-- Start of Dataset entries --

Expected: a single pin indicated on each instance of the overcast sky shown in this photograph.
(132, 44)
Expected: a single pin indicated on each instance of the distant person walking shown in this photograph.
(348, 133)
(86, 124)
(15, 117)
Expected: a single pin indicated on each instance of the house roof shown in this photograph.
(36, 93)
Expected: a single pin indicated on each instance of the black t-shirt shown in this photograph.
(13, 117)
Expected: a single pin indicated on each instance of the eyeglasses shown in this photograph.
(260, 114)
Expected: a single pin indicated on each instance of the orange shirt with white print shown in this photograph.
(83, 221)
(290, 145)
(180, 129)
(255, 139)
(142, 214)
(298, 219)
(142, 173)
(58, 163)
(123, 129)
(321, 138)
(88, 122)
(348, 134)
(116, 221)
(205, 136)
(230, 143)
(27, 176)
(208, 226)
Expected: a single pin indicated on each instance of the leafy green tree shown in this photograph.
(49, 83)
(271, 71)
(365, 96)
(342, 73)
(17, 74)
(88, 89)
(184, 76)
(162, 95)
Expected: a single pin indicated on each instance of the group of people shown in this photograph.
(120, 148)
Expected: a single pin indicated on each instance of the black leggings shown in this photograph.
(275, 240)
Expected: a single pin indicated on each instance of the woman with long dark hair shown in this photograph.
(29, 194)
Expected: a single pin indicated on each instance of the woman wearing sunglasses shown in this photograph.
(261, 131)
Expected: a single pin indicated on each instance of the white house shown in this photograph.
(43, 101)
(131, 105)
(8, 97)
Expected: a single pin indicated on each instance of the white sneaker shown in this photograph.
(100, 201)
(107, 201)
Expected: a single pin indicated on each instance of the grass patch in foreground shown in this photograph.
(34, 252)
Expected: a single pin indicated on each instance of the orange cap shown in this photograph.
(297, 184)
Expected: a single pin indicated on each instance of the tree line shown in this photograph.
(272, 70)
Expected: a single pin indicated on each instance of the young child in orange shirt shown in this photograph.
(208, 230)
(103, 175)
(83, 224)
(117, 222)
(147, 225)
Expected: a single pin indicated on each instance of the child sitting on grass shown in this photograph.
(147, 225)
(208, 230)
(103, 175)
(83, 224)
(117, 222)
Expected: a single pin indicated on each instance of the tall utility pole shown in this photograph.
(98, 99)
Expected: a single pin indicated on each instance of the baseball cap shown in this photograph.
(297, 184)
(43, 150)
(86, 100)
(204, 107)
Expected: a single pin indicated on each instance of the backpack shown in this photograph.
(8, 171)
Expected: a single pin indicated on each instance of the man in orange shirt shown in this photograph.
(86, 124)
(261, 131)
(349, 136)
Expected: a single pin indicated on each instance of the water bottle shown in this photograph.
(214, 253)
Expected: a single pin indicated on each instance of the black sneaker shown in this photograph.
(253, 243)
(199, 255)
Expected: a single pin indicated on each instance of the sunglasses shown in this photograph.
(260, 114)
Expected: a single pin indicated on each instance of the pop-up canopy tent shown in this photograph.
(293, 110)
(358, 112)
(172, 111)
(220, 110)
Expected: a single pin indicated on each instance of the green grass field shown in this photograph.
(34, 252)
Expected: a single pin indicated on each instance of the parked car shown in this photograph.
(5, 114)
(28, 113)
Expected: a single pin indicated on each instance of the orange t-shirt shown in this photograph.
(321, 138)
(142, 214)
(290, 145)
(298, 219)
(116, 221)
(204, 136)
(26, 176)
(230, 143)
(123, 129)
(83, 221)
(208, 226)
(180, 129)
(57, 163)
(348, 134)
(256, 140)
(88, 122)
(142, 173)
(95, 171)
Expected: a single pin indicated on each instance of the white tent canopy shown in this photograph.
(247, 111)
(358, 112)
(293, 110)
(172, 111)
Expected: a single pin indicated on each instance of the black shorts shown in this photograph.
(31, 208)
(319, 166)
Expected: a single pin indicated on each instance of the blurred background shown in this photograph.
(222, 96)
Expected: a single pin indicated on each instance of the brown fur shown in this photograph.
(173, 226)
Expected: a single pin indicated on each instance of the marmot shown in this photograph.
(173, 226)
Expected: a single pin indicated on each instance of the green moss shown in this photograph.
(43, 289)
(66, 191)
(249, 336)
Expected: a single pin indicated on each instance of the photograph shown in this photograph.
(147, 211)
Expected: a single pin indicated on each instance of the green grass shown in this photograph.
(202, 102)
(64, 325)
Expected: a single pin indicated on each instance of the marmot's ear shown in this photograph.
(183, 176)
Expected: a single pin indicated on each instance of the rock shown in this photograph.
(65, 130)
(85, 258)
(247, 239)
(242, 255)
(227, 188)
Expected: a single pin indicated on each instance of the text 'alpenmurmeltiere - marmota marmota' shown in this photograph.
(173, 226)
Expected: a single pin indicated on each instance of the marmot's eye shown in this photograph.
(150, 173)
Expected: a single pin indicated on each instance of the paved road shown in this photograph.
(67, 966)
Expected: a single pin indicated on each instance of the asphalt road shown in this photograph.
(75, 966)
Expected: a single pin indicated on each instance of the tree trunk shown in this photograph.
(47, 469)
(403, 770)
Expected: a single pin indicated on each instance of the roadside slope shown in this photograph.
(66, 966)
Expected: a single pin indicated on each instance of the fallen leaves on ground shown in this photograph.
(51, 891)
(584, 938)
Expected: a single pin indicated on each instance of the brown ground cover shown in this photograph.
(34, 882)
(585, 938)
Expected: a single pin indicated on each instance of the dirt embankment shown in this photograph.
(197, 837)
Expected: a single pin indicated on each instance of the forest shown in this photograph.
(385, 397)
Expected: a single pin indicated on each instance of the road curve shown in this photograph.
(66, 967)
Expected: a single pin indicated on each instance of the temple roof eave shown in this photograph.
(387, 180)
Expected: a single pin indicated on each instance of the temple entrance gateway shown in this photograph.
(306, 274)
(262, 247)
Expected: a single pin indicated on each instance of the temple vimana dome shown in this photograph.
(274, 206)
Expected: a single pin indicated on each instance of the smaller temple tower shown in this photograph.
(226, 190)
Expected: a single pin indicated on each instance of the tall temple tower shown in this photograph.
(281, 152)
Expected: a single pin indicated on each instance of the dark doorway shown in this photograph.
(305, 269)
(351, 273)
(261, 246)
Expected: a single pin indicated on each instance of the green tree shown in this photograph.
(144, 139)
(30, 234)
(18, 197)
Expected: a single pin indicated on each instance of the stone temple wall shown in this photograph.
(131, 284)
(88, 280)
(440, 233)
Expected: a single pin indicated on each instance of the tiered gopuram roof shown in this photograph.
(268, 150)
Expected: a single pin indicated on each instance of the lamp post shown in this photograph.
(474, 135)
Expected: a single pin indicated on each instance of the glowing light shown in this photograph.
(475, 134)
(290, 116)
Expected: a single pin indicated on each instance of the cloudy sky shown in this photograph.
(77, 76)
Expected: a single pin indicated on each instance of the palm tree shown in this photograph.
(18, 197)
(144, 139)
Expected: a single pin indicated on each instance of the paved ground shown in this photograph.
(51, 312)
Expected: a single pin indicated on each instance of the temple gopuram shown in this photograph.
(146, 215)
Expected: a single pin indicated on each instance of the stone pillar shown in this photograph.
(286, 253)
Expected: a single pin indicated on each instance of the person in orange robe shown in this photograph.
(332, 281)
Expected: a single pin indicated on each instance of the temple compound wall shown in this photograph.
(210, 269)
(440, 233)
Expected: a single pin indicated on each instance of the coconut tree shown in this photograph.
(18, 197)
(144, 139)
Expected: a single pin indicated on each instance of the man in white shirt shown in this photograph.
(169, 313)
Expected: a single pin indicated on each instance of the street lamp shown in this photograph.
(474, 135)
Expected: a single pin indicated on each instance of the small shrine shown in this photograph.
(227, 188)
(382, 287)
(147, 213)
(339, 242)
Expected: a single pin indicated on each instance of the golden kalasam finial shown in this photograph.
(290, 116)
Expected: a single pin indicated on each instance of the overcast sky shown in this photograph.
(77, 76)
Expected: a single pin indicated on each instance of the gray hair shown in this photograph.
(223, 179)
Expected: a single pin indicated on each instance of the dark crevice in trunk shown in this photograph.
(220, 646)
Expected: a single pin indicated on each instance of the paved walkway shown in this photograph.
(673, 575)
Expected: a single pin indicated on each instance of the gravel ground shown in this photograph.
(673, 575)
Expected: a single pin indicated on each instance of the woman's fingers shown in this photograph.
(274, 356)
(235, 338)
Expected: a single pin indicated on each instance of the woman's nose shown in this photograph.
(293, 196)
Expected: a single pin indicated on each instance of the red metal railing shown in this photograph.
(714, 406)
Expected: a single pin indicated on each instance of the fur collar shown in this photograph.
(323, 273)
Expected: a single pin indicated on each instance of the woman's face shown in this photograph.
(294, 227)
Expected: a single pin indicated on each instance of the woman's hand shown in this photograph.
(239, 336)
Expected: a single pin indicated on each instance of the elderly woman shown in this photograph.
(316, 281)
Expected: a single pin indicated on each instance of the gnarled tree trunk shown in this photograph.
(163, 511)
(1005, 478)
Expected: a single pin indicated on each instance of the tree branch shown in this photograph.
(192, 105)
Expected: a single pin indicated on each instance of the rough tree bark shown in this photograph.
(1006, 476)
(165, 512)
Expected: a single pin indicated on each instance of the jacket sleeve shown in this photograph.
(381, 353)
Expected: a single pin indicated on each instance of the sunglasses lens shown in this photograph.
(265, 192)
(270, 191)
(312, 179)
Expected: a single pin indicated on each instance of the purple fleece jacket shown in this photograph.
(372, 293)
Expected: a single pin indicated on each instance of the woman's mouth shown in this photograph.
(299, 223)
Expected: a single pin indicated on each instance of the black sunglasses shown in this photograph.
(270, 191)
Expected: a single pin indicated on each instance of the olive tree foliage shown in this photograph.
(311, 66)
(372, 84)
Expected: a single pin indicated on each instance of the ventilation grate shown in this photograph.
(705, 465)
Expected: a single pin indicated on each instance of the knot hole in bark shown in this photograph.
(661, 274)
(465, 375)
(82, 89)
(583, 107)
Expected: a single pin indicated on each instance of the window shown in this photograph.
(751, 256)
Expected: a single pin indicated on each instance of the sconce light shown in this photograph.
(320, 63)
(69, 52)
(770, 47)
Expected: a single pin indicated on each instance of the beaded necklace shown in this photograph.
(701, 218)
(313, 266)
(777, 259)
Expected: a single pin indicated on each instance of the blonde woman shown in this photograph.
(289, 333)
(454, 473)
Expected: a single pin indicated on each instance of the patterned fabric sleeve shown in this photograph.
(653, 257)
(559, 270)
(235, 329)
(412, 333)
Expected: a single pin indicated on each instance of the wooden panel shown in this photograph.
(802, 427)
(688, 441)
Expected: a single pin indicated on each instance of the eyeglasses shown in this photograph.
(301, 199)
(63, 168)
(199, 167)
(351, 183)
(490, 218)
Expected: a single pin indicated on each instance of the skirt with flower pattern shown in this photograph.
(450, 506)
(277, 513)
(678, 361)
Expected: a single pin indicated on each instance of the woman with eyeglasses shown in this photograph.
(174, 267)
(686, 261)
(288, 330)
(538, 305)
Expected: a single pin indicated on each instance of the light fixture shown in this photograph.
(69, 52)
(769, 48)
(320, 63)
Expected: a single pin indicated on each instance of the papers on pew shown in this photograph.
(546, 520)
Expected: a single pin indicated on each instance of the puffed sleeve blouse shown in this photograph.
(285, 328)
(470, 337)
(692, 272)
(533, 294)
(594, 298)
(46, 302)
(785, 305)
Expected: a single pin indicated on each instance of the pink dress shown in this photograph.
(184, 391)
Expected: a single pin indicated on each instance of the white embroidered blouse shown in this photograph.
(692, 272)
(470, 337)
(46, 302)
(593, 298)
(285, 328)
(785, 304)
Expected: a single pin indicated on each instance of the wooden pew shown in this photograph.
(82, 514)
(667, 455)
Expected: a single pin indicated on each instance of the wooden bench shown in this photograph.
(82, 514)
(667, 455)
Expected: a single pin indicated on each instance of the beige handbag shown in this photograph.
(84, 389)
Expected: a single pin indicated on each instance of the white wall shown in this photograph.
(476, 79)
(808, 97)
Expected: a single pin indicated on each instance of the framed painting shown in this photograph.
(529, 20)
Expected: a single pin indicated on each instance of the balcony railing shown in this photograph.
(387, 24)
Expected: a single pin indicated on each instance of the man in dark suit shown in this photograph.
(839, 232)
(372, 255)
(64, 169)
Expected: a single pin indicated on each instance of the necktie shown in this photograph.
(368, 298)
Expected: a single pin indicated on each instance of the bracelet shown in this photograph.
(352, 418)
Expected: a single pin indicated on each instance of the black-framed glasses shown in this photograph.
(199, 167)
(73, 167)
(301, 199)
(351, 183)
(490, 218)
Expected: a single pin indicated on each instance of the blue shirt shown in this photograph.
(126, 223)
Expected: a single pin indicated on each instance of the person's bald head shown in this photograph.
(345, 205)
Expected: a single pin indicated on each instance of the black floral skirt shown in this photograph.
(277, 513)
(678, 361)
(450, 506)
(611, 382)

-- End of Dataset entries --

Exercise aim ▸ Output the entries from the line containing "skirt shown in this photograph." through the end of the entries, inclusive, as a two-column CSV with the columns "request" and "points", one row per entry. Quote each field and replace any line breaks with spaces.

Result of this exercise ▸
request,points
"Expected: a single pin indicated on each instance of the black floral skirt shown in this photograph.","(277, 513) (678, 361) (450, 506) (611, 382)"